#### [Your tasks]
A. In the excerpt about Argentina's economy, what was the country's currency pegged to?
B. Copy word for word the part of the Argentina excerpt that begins at the words "Abandoning the dollar" and stops after "not at all.".

#### [Excerpt]
====

For a while, his return to the high life feels great. But, before long, he is back at the doctor, in even worse shape than before. The cycle repeats itself: he takes his medicine for a full week this time, but eventually reverts to his old habits.
Argentina is that man, chronically overspending and over-regulating until it is forced to go to the International Monetary Fund for a new round of treatment. In 2001, the country suffered a major crisis, and had to borrow from abroad to meet government expenditures. With a current-account deficit over 5% of GDP and its currency pegged to the US dollar, its structural policies proved unsustainable. It needed IMF support just to cover its current expenses, and had no resources left for debt service.
Abandoning the dollar peg, Argentina adopted necessarily restrictive monetary and fiscal policies, and entered into an IMF loan program. But its debt restructuring was messy, and policies to address its underlying structural problems – lowering trade barriers, allowing public-utility prices to rise – were pursued halfheartedly or not at all.

====

#### [Data provided]

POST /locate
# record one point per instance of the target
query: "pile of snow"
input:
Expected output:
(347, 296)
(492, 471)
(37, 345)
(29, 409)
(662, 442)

====

#### [Task-by-task results]
A. The US dollar.

B.
Abandoning the dollar peg, Argentina adopted necessarily restrictive monetary and fiscal policies, and entered into an IMF loan program. But its debt restructuring was messy, and policies to address its underlying structural problems – lowering trade barriers, allowing public-utility prices to rise – were pursued halfheartedly or not at all.